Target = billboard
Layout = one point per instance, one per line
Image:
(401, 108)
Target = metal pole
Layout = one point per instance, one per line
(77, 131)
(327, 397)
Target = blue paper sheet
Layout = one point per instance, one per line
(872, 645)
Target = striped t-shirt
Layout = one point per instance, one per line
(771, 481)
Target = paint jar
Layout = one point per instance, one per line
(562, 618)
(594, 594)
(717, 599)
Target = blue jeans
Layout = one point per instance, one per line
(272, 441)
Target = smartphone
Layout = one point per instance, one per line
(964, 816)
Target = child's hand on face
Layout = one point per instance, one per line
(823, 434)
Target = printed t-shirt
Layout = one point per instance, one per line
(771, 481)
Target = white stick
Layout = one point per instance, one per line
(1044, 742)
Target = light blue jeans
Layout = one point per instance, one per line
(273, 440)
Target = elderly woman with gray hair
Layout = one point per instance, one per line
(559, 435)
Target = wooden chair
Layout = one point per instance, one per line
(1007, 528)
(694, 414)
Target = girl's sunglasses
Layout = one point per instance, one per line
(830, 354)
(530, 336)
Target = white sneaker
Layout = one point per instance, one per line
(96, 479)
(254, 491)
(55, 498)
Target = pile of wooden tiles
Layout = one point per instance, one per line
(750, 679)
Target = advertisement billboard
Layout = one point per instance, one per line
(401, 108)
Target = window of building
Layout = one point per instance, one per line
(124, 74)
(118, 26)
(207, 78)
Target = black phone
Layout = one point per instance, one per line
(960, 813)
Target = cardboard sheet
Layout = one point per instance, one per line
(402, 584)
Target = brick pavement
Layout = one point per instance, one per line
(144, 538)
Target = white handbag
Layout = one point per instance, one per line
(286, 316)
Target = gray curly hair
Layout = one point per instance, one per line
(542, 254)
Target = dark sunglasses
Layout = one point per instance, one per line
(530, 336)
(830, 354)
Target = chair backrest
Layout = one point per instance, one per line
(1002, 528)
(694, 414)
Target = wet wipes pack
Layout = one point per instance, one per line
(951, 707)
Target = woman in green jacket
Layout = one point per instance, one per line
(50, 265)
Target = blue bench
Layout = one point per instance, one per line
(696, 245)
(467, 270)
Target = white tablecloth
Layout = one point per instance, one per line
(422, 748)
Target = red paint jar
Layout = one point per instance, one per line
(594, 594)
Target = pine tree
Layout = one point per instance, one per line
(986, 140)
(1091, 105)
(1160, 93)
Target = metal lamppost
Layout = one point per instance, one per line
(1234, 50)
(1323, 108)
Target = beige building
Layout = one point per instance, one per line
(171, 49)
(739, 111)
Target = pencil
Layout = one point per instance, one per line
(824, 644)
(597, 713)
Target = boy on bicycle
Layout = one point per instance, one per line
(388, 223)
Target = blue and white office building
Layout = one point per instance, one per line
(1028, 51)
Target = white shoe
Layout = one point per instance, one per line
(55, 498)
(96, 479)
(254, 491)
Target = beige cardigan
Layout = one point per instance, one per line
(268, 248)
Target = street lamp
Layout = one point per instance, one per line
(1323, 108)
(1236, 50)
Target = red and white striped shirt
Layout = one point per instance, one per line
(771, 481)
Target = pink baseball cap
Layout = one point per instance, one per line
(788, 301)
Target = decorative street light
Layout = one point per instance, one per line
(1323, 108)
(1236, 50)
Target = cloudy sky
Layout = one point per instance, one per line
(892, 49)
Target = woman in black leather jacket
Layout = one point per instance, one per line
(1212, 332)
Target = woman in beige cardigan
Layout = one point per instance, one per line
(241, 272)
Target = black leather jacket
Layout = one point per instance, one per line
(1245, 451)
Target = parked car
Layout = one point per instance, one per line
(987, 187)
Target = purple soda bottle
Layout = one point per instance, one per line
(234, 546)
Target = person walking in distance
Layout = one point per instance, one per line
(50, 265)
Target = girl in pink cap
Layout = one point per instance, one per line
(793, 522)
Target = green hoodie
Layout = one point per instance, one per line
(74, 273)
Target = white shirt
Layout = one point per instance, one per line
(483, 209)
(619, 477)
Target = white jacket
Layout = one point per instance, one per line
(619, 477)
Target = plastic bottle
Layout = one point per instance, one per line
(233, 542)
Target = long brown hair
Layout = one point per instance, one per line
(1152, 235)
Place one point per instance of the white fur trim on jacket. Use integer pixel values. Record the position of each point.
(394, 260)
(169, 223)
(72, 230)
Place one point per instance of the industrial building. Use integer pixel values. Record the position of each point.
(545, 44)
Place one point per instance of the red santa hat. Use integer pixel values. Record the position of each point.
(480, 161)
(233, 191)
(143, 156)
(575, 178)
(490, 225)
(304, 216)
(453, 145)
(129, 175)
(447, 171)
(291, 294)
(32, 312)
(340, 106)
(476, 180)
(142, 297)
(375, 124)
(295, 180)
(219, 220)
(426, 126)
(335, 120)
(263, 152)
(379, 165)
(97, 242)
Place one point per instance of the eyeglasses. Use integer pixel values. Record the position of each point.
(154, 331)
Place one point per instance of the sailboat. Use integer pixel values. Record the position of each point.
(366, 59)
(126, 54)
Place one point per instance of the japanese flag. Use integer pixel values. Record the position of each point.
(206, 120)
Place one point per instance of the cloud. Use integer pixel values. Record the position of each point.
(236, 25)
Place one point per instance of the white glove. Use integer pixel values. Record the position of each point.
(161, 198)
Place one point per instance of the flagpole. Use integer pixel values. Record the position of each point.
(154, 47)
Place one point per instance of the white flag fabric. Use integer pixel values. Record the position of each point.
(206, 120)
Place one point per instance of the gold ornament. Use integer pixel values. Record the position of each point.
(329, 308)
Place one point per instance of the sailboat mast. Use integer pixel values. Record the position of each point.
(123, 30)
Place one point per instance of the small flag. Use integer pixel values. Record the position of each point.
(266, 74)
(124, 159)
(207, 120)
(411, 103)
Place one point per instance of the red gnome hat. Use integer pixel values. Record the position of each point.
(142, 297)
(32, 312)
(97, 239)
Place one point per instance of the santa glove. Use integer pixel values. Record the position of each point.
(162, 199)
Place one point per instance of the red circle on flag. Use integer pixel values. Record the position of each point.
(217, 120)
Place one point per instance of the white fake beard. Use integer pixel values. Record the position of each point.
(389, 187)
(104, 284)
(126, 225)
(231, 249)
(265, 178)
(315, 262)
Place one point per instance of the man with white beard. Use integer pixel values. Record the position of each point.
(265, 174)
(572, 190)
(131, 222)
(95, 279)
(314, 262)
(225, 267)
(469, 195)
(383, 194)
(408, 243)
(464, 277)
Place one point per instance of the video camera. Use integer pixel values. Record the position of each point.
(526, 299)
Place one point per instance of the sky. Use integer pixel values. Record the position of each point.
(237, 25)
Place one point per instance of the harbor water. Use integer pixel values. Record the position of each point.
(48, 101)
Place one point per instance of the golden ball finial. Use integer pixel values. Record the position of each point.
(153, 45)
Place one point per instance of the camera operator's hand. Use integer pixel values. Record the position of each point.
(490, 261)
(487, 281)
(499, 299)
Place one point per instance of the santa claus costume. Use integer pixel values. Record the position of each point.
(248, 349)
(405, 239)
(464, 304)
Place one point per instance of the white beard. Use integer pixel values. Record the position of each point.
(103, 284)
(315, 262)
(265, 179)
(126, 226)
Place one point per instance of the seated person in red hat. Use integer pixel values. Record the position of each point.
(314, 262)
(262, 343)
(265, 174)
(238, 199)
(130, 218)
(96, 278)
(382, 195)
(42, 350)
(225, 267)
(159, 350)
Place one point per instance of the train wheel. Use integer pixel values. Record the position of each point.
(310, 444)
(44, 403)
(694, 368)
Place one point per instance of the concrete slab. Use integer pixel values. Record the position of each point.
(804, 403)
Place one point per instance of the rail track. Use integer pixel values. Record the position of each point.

● ● ● ● ● ● ●

=== Aufgabenziel ===
Gib sämtliche Zeilen oben Zeichen für Zeichen unverändert wieder.

=== Ergebnis ===
Target = billboard
Layout = one point per instance, one per line
Image:
(401, 108)
Target = metal pole
Layout = one point per instance, one per line
(77, 131)
(327, 397)
Target = blue paper sheet
Layout = one point per instance, one per line
(872, 645)
Target = striped t-shirt
Layout = one point per instance, one per line
(771, 481)
Target = paint jar
Layout = one point per instance, one per line
(562, 618)
(594, 594)
(717, 599)
Target = blue jeans
Layout = one point per instance, one per line
(272, 441)
Target = smartphone
Layout = one point per instance, one per line
(964, 816)
Target = child's hand on face
Layout = one point per instance, one per line
(823, 434)
Target = printed t-shirt
Layout = one point per instance, one per line
(771, 481)
Target = white stick
Layout = one point per instance, one per line
(1044, 742)
Target = light blue jeans
Layout = one point per instance, one per line
(273, 440)
Target = elderly woman with gray hair
Layout = one point per instance, one per line
(559, 435)
Target = wooden chair
Layout = one point per instance, one per line
(1007, 528)
(694, 414)
Target = girl's sunglasses
Layout = one point per instance, one per line
(830, 354)
(530, 336)
Target = white sneaker
Layout = one point per instance, one per line
(96, 479)
(254, 491)
(55, 498)
Target = pile of wooden tiles
Layout = one point per instance, one per line
(750, 679)
Target = advertisement billboard
Layout = one point per instance, one per line
(401, 108)
Target = window of building
Layout = one point per instance, one per line
(124, 74)
(118, 26)
(207, 78)
Target = black phone
Layout = one point per instance, one per line
(960, 813)
Target = cardboard sheet
Layout = one point per instance, one per line
(402, 584)
Target = brick pavement
Layout = one point per instance, one per line
(144, 538)
Target = white handbag
Layout = one point per instance, one per line
(286, 316)
Target = gray curly hair
Layout = one point per instance, one per line
(542, 254)
Target = dark sunglasses
Layout = one point per instance, one per line
(530, 336)
(830, 354)
Target = chair backrest
Layout = one point per instance, one per line
(1002, 528)
(694, 414)
Target = wet wipes pack
Layout = one point per instance, one per line
(951, 707)
Target = woman in green jacket
Layout = one point per instance, one per line
(50, 265)
Target = blue bench
Layout = one point per instance, one per line
(696, 245)
(467, 270)
Target = white tablecloth
Layout = one point per instance, one per line
(422, 748)
Target = red paint jar
Layout = one point per instance, one per line
(594, 594)
Target = pine tree
Layout = one point per instance, one per line
(986, 140)
(1091, 105)
(1160, 93)
Target = metal lamppost
Layout = one point per instance, one per line
(1234, 50)
(1323, 108)
Target = beige building
Layout = one point per instance, one per line
(171, 49)
(739, 111)
Target = pencil
Layout = one point per instance, one per line
(824, 644)
(597, 713)
Target = boy on bicycle
Layout = one point per instance, one per line
(388, 223)
Target = blue and white office building
Layout = one point per instance, one per line
(1028, 51)
Target = white shoe
Layout = one point per instance, one per line
(55, 498)
(96, 479)
(254, 491)
Target = beige cardigan
Layout = one point per instance, one per line
(268, 248)
Target = street lamp
Layout = one point per instance, one per line
(1323, 108)
(1236, 50)
Target = red and white striped shirt
Layout = one point per instance, one per line
(771, 481)
Target = pink baseball cap
Layout = one point per instance, one per line
(788, 301)
Target = decorative street light
Layout = one point per instance, one per line
(1323, 108)
(1236, 50)
Target = cloudy sky
Layout = one point per instance, one per line
(892, 49)
Target = woman in black leather jacket
Layout = one point per instance, one per line
(1212, 332)
Target = woman in beige cardigan
Layout = one point per instance, one per line
(241, 272)
Target = black leather jacket
Layout = one point per instance, one per line
(1245, 451)
Target = parked car
Layout = one point per instance, one per line
(987, 187)
Target = purple soda bottle
Layout = one point per instance, one per line
(234, 546)
Target = person walking in distance
Layout = one point per instance, one per line
(50, 265)
Target = girl in pink cap
Layout = one point per instance, one per line
(793, 522)
Target = green hoodie
Layout = one point per instance, one per line
(74, 273)
Target = white shirt
Layout = one point per instance, one per line
(483, 209)
(619, 477)
Target = white jacket
Layout = one point per instance, one per line
(619, 477)
Target = plastic bottle
Layout = one point per instance, one per line
(233, 542)
Target = long brown hair
Layout = one point per instance, one per line
(1152, 235)
Place one point per instance of the white fur trim on jacket. Use integer pixel values. Record the position of each point.
(394, 260)
(169, 223)
(72, 230)
Place one point per instance of the industrial building. Use integer pixel values. Record the position of each point.
(545, 44)
Place one point per instance of the red santa hat. Use integer pixel values. Record the position of each point.
(480, 161)
(233, 191)
(143, 156)
(575, 178)
(490, 225)
(304, 216)
(453, 145)
(129, 175)
(447, 171)
(291, 294)
(32, 312)
(340, 106)
(476, 180)
(142, 297)
(375, 124)
(295, 180)
(219, 220)
(426, 126)
(335, 120)
(263, 152)
(379, 165)
(97, 242)
Place one point per instance of the eyeglasses. Use integer pixel values. Record the position of each point.
(154, 331)
Place one point per instance of the sailboat. Use integer pixel values. Record the position of each point.
(366, 59)
(126, 54)
Place one point per instance of the japanese flag. Use integer pixel values. Record the position of each point.
(206, 120)
Place one point per instance of the cloud. Use integer pixel values. Record the position of each point.
(236, 25)
Place one point per instance of the white glove. Use integer pixel values. Record the position of each point.
(161, 198)
Place one point per instance of the flagpole. Use integer pixel values. Record the position of each point.
(154, 47)
Place one point per instance of the white flag fabric. Use integer pixel values. Record the position of each point.
(206, 120)
Place one point per instance of the gold ornament. Use integer pixel values. Record the position of each point.
(329, 308)
Place one point per instance of the sailboat mast. Use integer pixel values. Record the position of each point.
(123, 30)
Place one point per instance of the small flag. Use integer pixel values. Record the position of each point.
(266, 74)
(124, 159)
(207, 120)
(411, 103)
Place one point per instance of the red gnome hat. Use integer pixel values. Record the position of each point.
(142, 297)
(32, 312)
(97, 239)
Place one point per instance of the santa glove. Use integer pixel values. Record the position of each point.
(162, 199)
Place one point per instance of the red circle on flag. Use integer pixel values. Record the position of each point.
(217, 120)
Place one point per instance of the white fake beard. Use integer pixel values. Record the position of each point.
(389, 187)
(104, 284)
(126, 225)
(231, 249)
(265, 178)
(315, 262)
Place one point per instance of the man with white beard. Use integer pixel values. Record the position of each point.
(265, 174)
(572, 190)
(131, 222)
(95, 279)
(314, 262)
(225, 267)
(469, 195)
(383, 194)
(408, 243)
(464, 277)
Place one point per instance of the video camera. Use integer pixel values. Record the position of each point.
(526, 299)
Place one point per instance of the sky. Use integer pixel values. Record the position of each point.
(237, 25)
Place one point per instance of the harbor water. Use integer pixel values. Record the position of each point.
(48, 101)
Place one point per instance of the golden ball finial. Use integer pixel values. Record the position of each point.
(153, 45)
Place one point per instance of the camera operator's hand. Use integer pixel values. Record the position of each point.
(490, 261)
(487, 281)
(499, 299)
Place one point per instance of the santa claus costume. Use integer pixel values. Record the position of each point.
(248, 349)
(405, 239)
(464, 304)
Place one point per instance of the white beard. Use integer pixel values. Record the position of each point.
(103, 284)
(315, 262)
(265, 179)
(126, 226)
Place one point per instance of the seated person in red hat. Use integer pixel values. Record the position of each point.
(314, 262)
(262, 343)
(265, 174)
(238, 199)
(130, 218)
(96, 278)
(382, 195)
(42, 350)
(225, 267)
(159, 350)
Place one point per instance of the train wheel. Use integer pixel values. Record the position of each point.
(310, 444)
(44, 403)
(694, 368)
Place one point per instance of the concrete slab. Use integer pixel values. Record the position of each point.
(804, 403)
Place one point per instance of the rail track. Use integer pixel values. Record the position of each point.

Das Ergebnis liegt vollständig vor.